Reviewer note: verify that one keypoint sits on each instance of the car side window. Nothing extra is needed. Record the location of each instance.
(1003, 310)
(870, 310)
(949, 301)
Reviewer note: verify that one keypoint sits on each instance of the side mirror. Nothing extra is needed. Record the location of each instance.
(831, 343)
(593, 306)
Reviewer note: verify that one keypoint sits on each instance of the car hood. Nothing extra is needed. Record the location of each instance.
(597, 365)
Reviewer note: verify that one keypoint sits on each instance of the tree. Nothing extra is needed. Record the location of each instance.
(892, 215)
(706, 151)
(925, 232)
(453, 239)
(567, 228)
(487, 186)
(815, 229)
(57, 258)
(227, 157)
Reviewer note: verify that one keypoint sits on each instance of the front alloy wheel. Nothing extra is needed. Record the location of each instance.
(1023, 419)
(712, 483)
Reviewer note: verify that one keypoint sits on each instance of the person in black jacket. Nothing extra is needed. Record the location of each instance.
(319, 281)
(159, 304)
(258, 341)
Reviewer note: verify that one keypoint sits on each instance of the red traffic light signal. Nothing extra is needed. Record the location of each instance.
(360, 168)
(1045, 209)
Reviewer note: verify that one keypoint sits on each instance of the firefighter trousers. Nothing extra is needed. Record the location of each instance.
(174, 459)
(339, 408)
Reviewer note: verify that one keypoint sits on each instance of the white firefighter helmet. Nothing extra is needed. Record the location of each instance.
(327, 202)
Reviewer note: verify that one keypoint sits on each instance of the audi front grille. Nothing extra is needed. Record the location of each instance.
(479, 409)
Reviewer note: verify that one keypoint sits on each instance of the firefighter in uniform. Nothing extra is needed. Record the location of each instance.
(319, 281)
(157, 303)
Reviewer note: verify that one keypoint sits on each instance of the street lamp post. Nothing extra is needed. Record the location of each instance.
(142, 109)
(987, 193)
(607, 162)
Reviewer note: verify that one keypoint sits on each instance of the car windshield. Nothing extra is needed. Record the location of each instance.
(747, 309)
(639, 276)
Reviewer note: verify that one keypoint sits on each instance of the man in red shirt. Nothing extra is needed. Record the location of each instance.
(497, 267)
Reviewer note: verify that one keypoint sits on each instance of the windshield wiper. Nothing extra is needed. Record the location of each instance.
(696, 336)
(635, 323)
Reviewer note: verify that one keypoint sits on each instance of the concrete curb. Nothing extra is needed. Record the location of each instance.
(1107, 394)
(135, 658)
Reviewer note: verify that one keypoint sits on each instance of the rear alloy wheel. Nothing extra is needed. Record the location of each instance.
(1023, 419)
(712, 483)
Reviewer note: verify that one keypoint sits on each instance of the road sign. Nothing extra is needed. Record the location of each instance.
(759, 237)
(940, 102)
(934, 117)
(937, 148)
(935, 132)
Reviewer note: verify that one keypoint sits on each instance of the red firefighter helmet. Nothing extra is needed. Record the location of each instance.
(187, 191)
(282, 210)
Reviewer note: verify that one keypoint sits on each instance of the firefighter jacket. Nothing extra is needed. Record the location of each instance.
○ ○ ○ ○ ○ ○ ○
Brief
Repeat word for word every line from the one that holds "of the windshield" to the end. Both ends count.

Exercise solution
Reviewer note: verify that one keypoint sits on each instance of the windshield wiper. Nothing extra is needed. Record the location of each instance.
(696, 336)
(635, 323)
Reviewer note: verify that one keypoint sits on each instance of the concrete curb. Nothing extra is needed. Record the location of each instance.
(1107, 394)
(135, 658)
Reviewer note: verify that one keypoint sits on each instance of the rear alloy wheel. Nothing extra is needed. Record the location of each instance.
(1023, 419)
(712, 483)
Reviewer note: verify that one keypoint sits on each instance of the road sign. Nothing extra is needed. Record the location of each instance.
(759, 237)
(940, 102)
(934, 117)
(937, 148)
(935, 132)
Reviewer note: verify that one keypoint sits on each instance of the red firefighter helmet. Nothing extra is needed. Record the location of each instance.
(187, 191)
(282, 210)
Reviewer note: verify that one keypoint sits on each instance of the firefighter jacket. Nothing extra is needed. Record the location of each instance.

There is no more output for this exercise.